GOAL OF THE EXERCISE: Reproduce the opening lines of the records exactly, up to and including the line in which "Target: tree line" occurs.

RECORDS SHOWN:
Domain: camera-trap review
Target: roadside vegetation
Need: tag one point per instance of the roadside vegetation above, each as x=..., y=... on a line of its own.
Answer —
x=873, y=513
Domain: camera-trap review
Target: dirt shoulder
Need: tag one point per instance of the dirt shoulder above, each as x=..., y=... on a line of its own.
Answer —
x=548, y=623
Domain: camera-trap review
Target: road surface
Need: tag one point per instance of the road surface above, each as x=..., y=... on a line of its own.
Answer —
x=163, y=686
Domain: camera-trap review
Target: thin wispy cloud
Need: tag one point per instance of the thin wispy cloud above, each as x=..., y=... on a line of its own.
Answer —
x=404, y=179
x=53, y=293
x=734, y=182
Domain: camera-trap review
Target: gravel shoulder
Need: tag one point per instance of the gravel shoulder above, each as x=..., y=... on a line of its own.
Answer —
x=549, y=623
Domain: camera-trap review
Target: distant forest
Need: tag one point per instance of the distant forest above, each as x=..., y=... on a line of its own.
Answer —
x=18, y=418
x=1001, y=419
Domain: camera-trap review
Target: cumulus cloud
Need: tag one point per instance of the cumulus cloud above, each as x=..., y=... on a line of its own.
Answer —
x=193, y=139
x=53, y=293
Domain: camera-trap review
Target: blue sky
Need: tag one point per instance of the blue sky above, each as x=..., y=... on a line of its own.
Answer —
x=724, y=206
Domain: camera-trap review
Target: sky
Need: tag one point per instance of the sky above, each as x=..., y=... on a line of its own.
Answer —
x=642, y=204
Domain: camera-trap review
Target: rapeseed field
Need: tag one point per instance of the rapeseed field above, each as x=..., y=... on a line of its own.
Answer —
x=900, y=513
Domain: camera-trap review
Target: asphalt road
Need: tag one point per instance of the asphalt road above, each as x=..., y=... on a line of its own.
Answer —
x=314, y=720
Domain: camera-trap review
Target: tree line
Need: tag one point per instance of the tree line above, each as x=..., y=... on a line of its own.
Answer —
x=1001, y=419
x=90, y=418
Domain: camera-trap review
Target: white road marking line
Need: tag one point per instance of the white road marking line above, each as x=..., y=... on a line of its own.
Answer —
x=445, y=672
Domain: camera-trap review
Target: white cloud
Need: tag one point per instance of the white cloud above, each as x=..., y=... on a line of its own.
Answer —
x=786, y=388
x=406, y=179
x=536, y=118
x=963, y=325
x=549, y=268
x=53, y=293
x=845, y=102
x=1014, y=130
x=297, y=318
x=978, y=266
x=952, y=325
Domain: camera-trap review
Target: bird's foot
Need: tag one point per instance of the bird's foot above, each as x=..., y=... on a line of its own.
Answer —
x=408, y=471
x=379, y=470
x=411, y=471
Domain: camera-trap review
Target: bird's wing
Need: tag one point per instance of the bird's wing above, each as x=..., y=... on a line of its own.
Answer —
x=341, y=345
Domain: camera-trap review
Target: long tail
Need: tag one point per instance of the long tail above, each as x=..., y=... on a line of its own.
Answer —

SOLUTION TO THIS TASK:
Domain: camera-trap review
Target: roadside vegetation
Need: tag one point per instance of the roadside vegetation above, each as x=..., y=... on a line of its own.
Answer —
x=873, y=513
Domain: camera-trap review
Target: dirt shoulder
Need: tag one point per instance of the dirt shoulder above, each as x=..., y=... on a line of its own.
Answer —
x=548, y=623
Domain: camera-trap review
Target: road surface
Need: tag one point per instance of the road surface above, each as x=..., y=... on a line of its own.
Answer —
x=163, y=686
Domain: camera-trap review
Target: thin wispy cloud
Need: tag one point per instance of the thin wispy cloud above, each as x=..., y=... on a line of its own.
Answer —
x=404, y=179
x=53, y=293
x=734, y=182
Domain: camera-trap review
Target: gravel shoulder
Need: tag one point per instance of the gravel shoulder above, each as x=..., y=... on a line of its own.
Answer —
x=549, y=623
Domain: camera-trap review
Target: distant forest
Need: tag one point per instance of the distant forest above, each as x=..., y=... on a line of its own.
Answer —
x=18, y=418
x=1001, y=419
Domain: camera-trap review
Target: cumulus cloud
Need: tag one point per instance of the cumulus cloud above, each as x=..., y=... on a line of its own.
Answer —
x=193, y=139
x=53, y=293
Domain: camera-trap review
Target: blue sky
Need: tag one point per instance of the blue sky above, each as x=..., y=... on a line of its own.
Answer —
x=724, y=206
Domain: camera-trap review
Target: sky
Need: tag one point per instance of the sky above, each as x=..., y=... on a line of its own.
Answer —
x=642, y=204
Domain: camera-trap review
Target: rapeseed field
Need: tag one point per instance of the rapeseed field above, each as x=..., y=... on a line of its own.
Answer —
x=900, y=513
Domain: camera-trap review
Target: asphalt road
Need: tag one point per instance of the asphalt road above, each as x=..., y=... on a line of its own.
Answer —
x=314, y=720
Domain: camera-trap review
Target: tree line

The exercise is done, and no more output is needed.